# [Task directions]
In the material below, write out each line word for word and omit the pictures.

··· The input ···

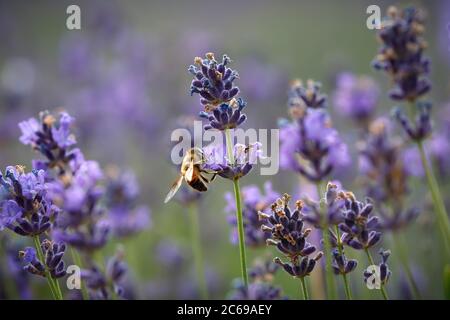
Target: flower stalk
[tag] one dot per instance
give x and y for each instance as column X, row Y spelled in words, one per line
column 239, row 218
column 382, row 289
column 304, row 289
column 331, row 284
column 52, row 283
column 197, row 250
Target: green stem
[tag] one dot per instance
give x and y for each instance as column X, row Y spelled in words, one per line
column 77, row 260
column 383, row 291
column 348, row 293
column 331, row 284
column 399, row 246
column 53, row 289
column 197, row 250
column 304, row 289
column 239, row 218
column 442, row 216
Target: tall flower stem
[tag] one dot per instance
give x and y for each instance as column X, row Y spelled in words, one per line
column 239, row 218
column 331, row 285
column 53, row 288
column 304, row 289
column 399, row 245
column 348, row 293
column 77, row 260
column 383, row 290
column 442, row 216
column 197, row 250
column 438, row 203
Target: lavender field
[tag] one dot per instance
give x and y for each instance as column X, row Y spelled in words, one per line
column 345, row 196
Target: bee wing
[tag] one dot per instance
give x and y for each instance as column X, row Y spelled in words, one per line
column 176, row 185
column 190, row 172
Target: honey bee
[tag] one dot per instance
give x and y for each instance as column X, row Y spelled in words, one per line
column 192, row 173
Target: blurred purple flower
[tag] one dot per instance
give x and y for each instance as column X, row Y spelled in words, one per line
column 124, row 217
column 253, row 201
column 312, row 147
column 26, row 206
column 401, row 53
column 356, row 97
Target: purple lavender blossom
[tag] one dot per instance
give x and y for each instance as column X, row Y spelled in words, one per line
column 53, row 253
column 311, row 147
column 26, row 207
column 359, row 229
column 381, row 161
column 307, row 97
column 52, row 138
column 288, row 235
column 356, row 97
column 244, row 159
column 225, row 116
column 103, row 285
column 253, row 201
column 255, row 291
column 213, row 81
column 385, row 273
column 342, row 265
column 169, row 255
column 314, row 213
column 422, row 126
column 15, row 268
column 401, row 53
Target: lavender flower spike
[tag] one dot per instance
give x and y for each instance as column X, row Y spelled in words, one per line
column 26, row 206
column 213, row 81
column 401, row 53
column 53, row 253
column 244, row 159
column 288, row 235
column 308, row 96
column 359, row 229
column 253, row 201
column 385, row 273
column 226, row 116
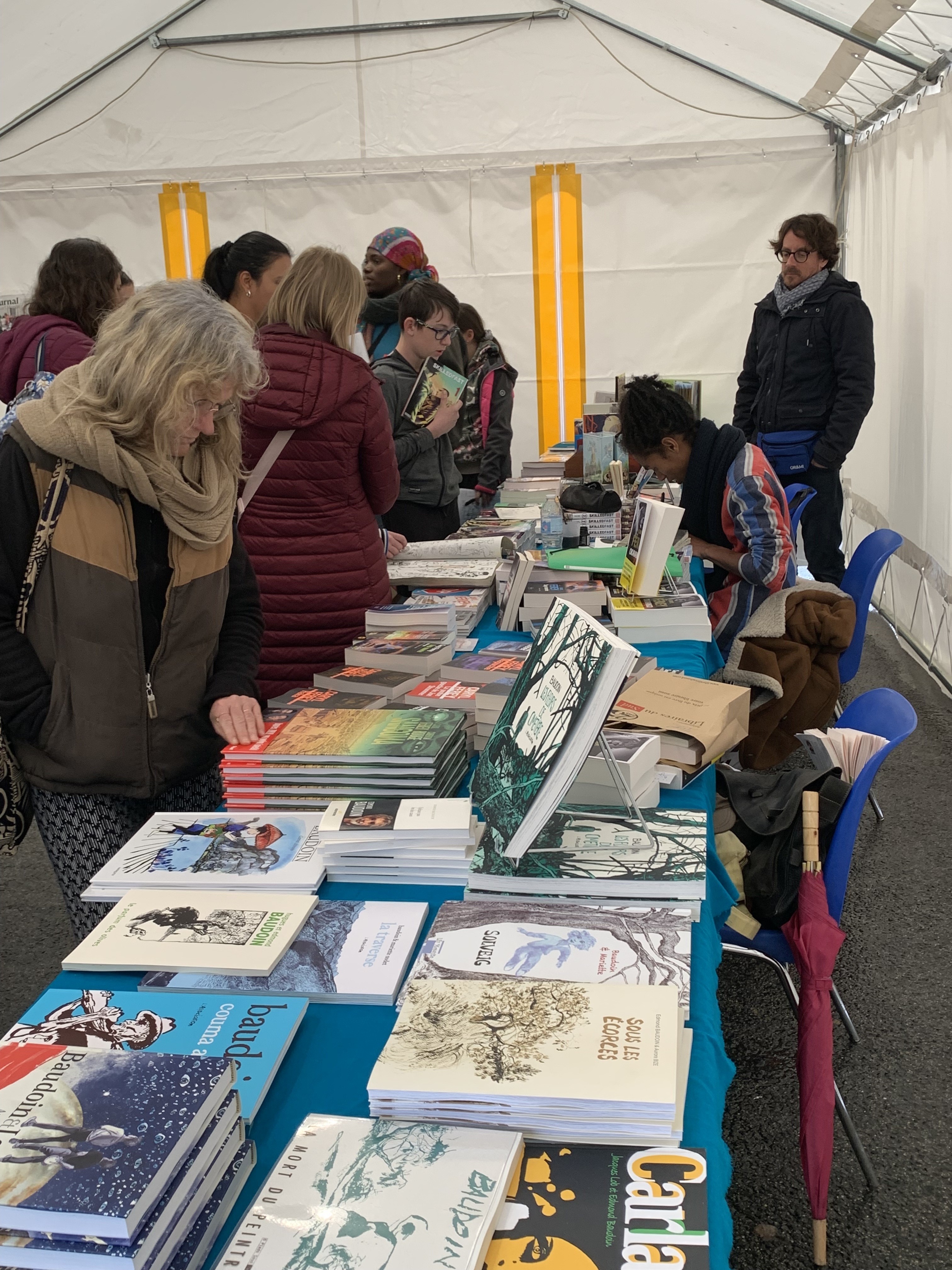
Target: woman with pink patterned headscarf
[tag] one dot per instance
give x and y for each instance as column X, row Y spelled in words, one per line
column 393, row 260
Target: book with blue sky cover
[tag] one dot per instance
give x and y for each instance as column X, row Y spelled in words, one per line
column 89, row 1142
column 349, row 952
column 547, row 726
column 372, row 1194
column 256, row 1034
column 220, row 850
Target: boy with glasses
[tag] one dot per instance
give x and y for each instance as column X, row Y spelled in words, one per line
column 427, row 507
column 808, row 379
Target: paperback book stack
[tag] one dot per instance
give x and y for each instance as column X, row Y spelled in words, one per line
column 470, row 604
column 120, row 1158
column 400, row 841
column 678, row 611
column 532, row 1057
column 349, row 952
column 600, row 855
column 96, row 1019
column 357, row 1193
column 324, row 755
column 215, row 851
column 490, row 699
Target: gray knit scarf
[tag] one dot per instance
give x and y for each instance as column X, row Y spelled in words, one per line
column 791, row 299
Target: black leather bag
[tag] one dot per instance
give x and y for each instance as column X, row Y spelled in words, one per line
column 589, row 497
column 768, row 808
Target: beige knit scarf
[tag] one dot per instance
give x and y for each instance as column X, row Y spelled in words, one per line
column 196, row 496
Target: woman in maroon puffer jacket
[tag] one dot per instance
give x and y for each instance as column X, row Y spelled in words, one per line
column 310, row 529
column 78, row 285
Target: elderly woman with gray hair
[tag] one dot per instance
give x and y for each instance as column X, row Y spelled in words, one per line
column 139, row 652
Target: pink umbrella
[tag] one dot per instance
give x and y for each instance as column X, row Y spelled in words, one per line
column 815, row 940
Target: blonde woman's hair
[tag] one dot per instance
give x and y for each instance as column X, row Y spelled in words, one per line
column 322, row 291
column 167, row 347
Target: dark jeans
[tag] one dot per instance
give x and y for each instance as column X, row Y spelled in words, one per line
column 421, row 524
column 822, row 524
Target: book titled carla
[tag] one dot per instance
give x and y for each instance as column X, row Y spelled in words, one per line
column 376, row 1193
column 264, row 853
column 223, row 931
column 605, row 1208
column 99, row 1020
column 436, row 386
column 89, row 1142
column 349, row 952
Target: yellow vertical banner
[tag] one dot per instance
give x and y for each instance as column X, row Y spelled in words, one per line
column 173, row 232
column 196, row 225
column 573, row 294
column 544, row 273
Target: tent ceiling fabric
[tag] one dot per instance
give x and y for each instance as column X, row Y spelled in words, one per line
column 431, row 103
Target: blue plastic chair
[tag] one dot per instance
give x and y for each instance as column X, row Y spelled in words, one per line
column 858, row 581
column 798, row 498
column 887, row 714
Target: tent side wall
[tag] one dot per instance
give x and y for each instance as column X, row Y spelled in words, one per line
column 900, row 473
column 676, row 248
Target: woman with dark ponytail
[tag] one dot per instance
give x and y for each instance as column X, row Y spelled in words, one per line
column 247, row 272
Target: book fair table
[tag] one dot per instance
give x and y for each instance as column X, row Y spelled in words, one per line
column 331, row 1058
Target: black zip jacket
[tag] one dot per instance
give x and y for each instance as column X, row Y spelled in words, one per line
column 812, row 370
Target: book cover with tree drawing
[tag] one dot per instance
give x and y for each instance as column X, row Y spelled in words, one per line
column 537, row 719
column 357, row 1193
column 530, row 1041
column 501, row 940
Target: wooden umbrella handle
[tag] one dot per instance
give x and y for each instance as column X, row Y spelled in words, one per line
column 812, row 831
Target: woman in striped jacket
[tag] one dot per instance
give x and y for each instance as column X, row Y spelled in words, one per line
column 735, row 510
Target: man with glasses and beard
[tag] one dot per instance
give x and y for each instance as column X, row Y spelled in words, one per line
column 427, row 506
column 808, row 379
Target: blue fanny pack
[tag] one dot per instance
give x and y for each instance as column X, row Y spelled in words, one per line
column 790, row 454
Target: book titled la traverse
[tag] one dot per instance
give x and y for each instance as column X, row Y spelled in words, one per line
column 436, row 386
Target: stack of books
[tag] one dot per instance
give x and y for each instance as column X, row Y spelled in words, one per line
column 193, row 931
column 499, row 658
column 598, row 855
column 418, row 652
column 324, row 755
column 532, row 1057
column 215, row 851
column 678, row 611
column 539, row 596
column 120, row 1156
column 432, row 618
column 400, row 841
column 512, row 939
column 637, row 759
column 349, row 952
column 490, row 699
column 308, row 698
column 370, row 1194
column 97, row 1020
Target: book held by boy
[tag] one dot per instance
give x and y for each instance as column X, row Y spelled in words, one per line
column 221, row 931
column 96, row 1019
column 372, row 1193
column 89, row 1142
column 349, row 952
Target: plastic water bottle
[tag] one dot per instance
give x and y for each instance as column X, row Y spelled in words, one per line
column 552, row 526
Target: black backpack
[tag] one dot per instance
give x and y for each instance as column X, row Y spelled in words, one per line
column 770, row 823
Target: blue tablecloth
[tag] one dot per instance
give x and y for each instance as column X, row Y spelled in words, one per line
column 329, row 1062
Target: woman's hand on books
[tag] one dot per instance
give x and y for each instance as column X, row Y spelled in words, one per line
column 445, row 418
column 238, row 719
column 395, row 544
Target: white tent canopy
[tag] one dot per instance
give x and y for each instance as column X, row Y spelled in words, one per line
column 686, row 171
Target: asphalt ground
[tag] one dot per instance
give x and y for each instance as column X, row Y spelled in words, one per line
column 894, row 973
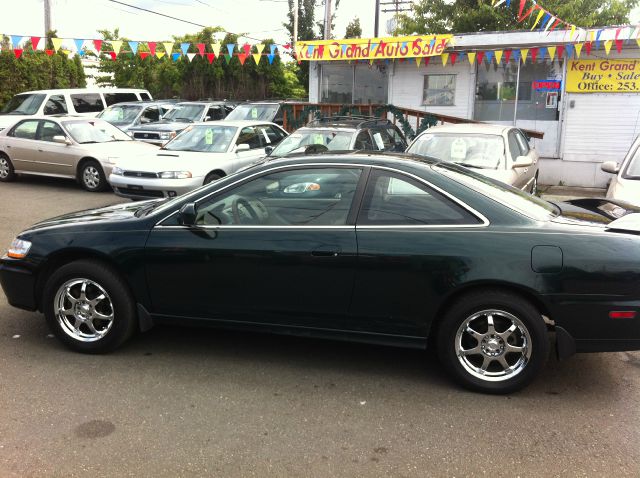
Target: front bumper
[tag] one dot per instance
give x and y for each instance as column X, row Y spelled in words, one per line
column 18, row 284
column 149, row 188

···

# [Task response]
Target: flower stalk
[tag] one dot per instance
give x and y for each instance as column X, row Y spelled in words, one per line
column 239, row 218
column 382, row 289
column 304, row 289
column 331, row 284
column 52, row 283
column 197, row 250
Target: green stem
[tag] one dot per instance
give x and y for each instance as column X, row Y spelled in words, one per line
column 77, row 260
column 383, row 291
column 348, row 293
column 331, row 284
column 399, row 246
column 53, row 289
column 197, row 250
column 304, row 289
column 239, row 218
column 442, row 216
Target: tall flower stem
[tag] one dot per instance
give x and y for each instance as column X, row Y spelled in words, one per line
column 239, row 218
column 331, row 285
column 53, row 288
column 304, row 289
column 399, row 245
column 348, row 293
column 77, row 260
column 383, row 290
column 442, row 216
column 197, row 250
column 438, row 203
Target: lavender field
[tag] one dot per instance
give x and y for each instance as column X, row Y spelled in words, one per line
column 345, row 196
Target: bee wing
[tag] one dot per instance
give x and y for each instance as column X, row Y spelled in words, one per line
column 176, row 185
column 190, row 172
Target: honey bee
[tag] one dot per instance
give x and y for each instance as column X, row Y spelled in words, one per line
column 192, row 173
Target: blurred purple flower
[tag] one dot per instance
give x and y for each instance as column X, row Y spelled in words, one per line
column 124, row 217
column 253, row 201
column 312, row 147
column 26, row 206
column 401, row 53
column 356, row 97
Target: purple lavender blossom
[tag] one dot per instance
give x and y for each instance as column X, row Y spelled in words, one per line
column 53, row 253
column 311, row 147
column 26, row 207
column 359, row 229
column 381, row 161
column 307, row 97
column 52, row 138
column 288, row 235
column 356, row 97
column 244, row 159
column 225, row 116
column 103, row 285
column 253, row 201
column 255, row 291
column 213, row 81
column 385, row 273
column 342, row 265
column 169, row 255
column 314, row 213
column 422, row 126
column 15, row 268
column 401, row 53
Target: lavender flower spike
[tag] one dot per instance
give x and y for each instance as column X, row Y spelled in words, one per line
column 26, row 206
column 213, row 81
column 401, row 53
column 53, row 253
column 244, row 159
column 288, row 235
column 308, row 96
column 359, row 229
column 253, row 201
column 385, row 273
column 226, row 116
Target: woman with pink patterned headscarf
[tag] one dot per instance
give x and y for each instance as column X, row Y spelled in words, one per line
column 393, row 260
Target: book with blue sky cover
[tag] one dot per instance
give x and y for each instance as column X, row Y spelled in words, one per line
column 89, row 1142
column 349, row 952
column 547, row 726
column 372, row 1194
column 256, row 1034
column 220, row 850
Target: boy with glasses
[tag] one dot per instance
give x and y for each instance as column X, row Y spelled in words, one per line
column 427, row 507
column 808, row 379
Target: paperback book stack
[tag] one dot per instance
give x and y for each instance as column X, row Y spelled in words, one per line
column 470, row 604
column 120, row 1158
column 400, row 841
column 678, row 611
column 532, row 1057
column 349, row 952
column 600, row 855
column 96, row 1019
column 357, row 1193
column 324, row 755
column 215, row 851
column 490, row 699
Target: gray knit scarf
[tag] one dot per instance
give x and y for each instance as column X, row Y spelled in words, one per line
column 791, row 299
Target: black leather bag
[tag] one dot per instance
give x and y for each instance as column X, row Y spelled in words, one per line
column 589, row 497
column 768, row 808
Target: beige knit scarf
[tag] one dot per instance
give x and y for each instance as column X, row Y spelled in words, one per line
column 196, row 496
Target: woman in maroon puffer jacket
[tag] one dot per instance
give x and y for each instance as column X, row Y spelled in words, one per line
column 310, row 529
column 78, row 285
Target: elderly woman with gray hair
[tag] one dot per instance
give x and y for each instance as column X, row Y spelled in words, one per line
column 139, row 652
Target: pink umbrella
[tag] one dot per instance
give x and y for each instance as column X, row Y spelled in words, one per line
column 815, row 940
Target: blonde woman's hair
[tag] one dot per instance
give x and y for each instance as column X, row Y spelled in words, one per line
column 322, row 291
column 167, row 347
Target: dark jeans
[tag] one dot per instance
give x and y for each instance as column X, row Y spelled in words, one per line
column 421, row 524
column 822, row 524
Target: book titled carla
[tag] one dot per instance
give x and y for each instance as column X, row Y spelled in words, one per line
column 376, row 1193
column 264, row 853
column 223, row 931
column 605, row 1208
column 99, row 1020
column 436, row 386
column 89, row 1142
column 349, row 952
Target: yellow vertical banner
[tag] one dot per instance
give x and y for each instance as column X, row Y spelled in words, one per line
column 173, row 232
column 196, row 225
column 573, row 294
column 544, row 273
Target: tent ceiling fabric
[tag] one dot per instance
give x and y for each instance as column X, row Y spelled in words, one per line
column 431, row 103
Target: blue plastic chair
[tag] one dot per instance
give x and y for each instance as column X, row Y spelled in words, one per line
column 858, row 581
column 798, row 498
column 887, row 714
Target: tent side wall
[tag] one dot per instance
give x and y for each instance as column X, row Y spelled in words, one per line
column 900, row 473
column 676, row 248
Target: woman with dark ponytail
[tag] one dot per instance
give x and y for each instance as column X, row Y spelled in words, one per line
column 247, row 272
Target: book fair table
[tag] one dot per instance
give x and y for each instance as column X, row Y spelled in words, one per line
column 331, row 1058
Target: black zip jacket
[tag] one dot per instance
give x and y for each instance as column X, row Y spelled in words, one per line
column 812, row 370
Target: book cover with tree drawing
[tag] one dot per instance
give x and y for each instance as column X, row Y spelled in words, one per line
column 537, row 719
column 357, row 1193
column 530, row 1041
column 501, row 940
Target: wooden umbrella handle
[tag] one dot per instance
give x and y for each instance as column X, row Y spelled in words, one per line
column 812, row 831
Target: woman in striped jacket
[tag] one dot per instance
give x and y for each instance as column X, row Y spelled in words, one per line
column 735, row 510
Target: man with glasses and beard
[tag] one dot per instance
give x and y for each instance as column X, row Y spelled in words, one per line
column 427, row 506
column 808, row 379
Target: blue fanny pack
[tag] one dot per instance
give x and y for each instance as column X, row Y spelled in words, one per line
column 790, row 454
Target: book titled la traverse
[tag] one dot per instance
give x and y for each instance as column X, row Y spelled in words, one per line
column 436, row 386
Target: stack of books
[tag] one dot per instance
give x and y for each instance as column X, row Y spelled in words, one per line
column 193, row 931
column 499, row 658
column 598, row 855
column 418, row 652
column 324, row 755
column 532, row 1057
column 215, row 851
column 678, row 611
column 539, row 596
column 120, row 1156
column 432, row 618
column 400, row 841
column 512, row 939
column 637, row 759
column 349, row 952
column 490, row 699
column 308, row 698
column 370, row 1194
column 97, row 1020
Target: book held by boy
[tag] one dot per instance
give x and y for each instance as column X, row Y spelled in words, one per line
column 221, row 931
column 96, row 1019
column 372, row 1193
column 89, row 1142
column 349, row 952
Target: plastic water bottle
[tag] one dot per instance
give x and y for each instance as column X, row Y spelled in words, one per line
column 552, row 526
Target: black backpack
[tag] one dot per instance
give x and y for each instance as column X, row Y spelled in words, one per line
column 770, row 823
Target: blue tablecloth
[tag] one dot per instance
give x and y for each instance as column X, row Y spelled in words, one per line
column 329, row 1062
Target: woman's hand on books
[tag] one dot per instance
give x and y for each instance as column X, row Y spelled in words, one per line
column 445, row 418
column 238, row 719
column 395, row 544
Target: white tent canopy
[tag] one dot per instance
give x and y for each instance as column X, row Y spelled in words, one per line
column 686, row 171
Target: asphalt ground
[tag] one dot per instance
give x and y for each instance as column X, row Y spelled in words, one per line
column 894, row 973
Target: front bumper
[tag] one dot per instance
give x and y for each instance as column X, row Y spelled in words, one per line
column 18, row 284
column 149, row 188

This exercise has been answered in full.